Retype the stretch of records from the line containing "it: point(457, 405)." through the line containing "point(256, 242)", leaving out the pictures.

▶ **Material shown**
··········

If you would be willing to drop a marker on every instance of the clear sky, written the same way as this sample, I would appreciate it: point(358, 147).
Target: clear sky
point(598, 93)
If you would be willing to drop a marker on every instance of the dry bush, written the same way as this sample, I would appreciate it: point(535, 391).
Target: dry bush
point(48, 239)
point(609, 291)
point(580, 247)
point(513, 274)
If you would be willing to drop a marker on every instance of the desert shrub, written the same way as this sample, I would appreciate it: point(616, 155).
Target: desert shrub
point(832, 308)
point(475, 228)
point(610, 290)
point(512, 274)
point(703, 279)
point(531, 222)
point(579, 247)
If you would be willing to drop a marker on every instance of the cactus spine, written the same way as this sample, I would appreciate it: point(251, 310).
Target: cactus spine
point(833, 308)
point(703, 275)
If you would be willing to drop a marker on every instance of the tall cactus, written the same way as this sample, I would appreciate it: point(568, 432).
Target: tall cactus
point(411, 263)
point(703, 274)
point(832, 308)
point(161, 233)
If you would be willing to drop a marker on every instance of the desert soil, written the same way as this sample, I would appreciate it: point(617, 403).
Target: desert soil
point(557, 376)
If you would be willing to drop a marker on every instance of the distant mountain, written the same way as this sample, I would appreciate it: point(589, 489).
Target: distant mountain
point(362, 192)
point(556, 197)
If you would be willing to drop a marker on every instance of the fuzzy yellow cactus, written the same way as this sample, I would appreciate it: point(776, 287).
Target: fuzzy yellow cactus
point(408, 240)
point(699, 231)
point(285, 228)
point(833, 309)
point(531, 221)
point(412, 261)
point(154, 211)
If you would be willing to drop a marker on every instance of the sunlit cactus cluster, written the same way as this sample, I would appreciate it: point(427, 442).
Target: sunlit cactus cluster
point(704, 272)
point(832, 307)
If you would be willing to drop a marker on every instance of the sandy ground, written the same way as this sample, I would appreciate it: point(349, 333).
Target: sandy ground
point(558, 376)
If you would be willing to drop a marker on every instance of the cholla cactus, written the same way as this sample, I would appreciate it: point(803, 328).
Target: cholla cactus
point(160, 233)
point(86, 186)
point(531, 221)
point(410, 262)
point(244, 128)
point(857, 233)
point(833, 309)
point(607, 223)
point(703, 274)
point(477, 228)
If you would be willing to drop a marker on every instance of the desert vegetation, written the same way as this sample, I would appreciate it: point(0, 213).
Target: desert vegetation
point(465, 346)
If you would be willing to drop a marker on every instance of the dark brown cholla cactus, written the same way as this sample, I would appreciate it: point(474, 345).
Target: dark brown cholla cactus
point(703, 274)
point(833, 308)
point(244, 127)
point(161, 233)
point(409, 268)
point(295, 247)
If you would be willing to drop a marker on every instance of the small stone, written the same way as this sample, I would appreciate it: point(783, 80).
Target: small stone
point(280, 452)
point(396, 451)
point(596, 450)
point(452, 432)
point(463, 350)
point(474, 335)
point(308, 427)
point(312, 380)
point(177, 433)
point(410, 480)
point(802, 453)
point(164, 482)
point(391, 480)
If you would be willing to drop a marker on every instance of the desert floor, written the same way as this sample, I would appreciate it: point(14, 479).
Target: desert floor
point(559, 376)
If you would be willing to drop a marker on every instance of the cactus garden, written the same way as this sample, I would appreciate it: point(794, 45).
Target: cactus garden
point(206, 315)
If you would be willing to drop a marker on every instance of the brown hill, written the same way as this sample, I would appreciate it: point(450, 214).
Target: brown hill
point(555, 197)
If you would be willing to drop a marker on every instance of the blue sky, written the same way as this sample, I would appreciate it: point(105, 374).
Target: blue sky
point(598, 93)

··········

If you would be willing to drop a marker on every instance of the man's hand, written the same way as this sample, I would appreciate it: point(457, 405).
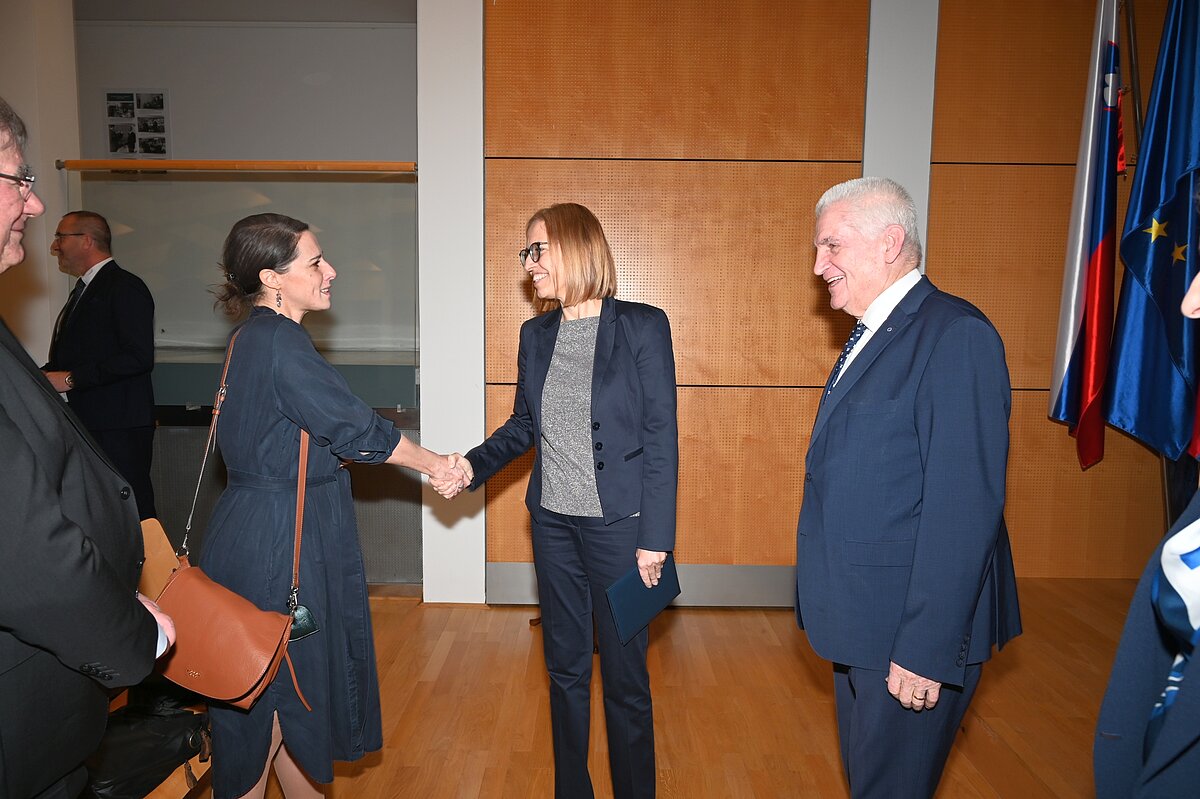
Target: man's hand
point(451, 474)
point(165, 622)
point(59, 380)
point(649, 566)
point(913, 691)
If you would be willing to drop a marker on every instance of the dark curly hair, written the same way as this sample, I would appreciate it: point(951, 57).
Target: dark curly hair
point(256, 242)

··········

▶ **Result of the exercise**
If you would be willing to drop a marker on every instance of the man's hand, written the same way as this sample, I would appreciate it: point(457, 405).
Target: man's hand
point(451, 474)
point(165, 622)
point(59, 380)
point(649, 566)
point(913, 691)
If you would be willing to drop a marker on every instance of the dark curly hair, written the same way as this sample, I would appreciate it: point(951, 57).
Target: dark curly hair
point(256, 242)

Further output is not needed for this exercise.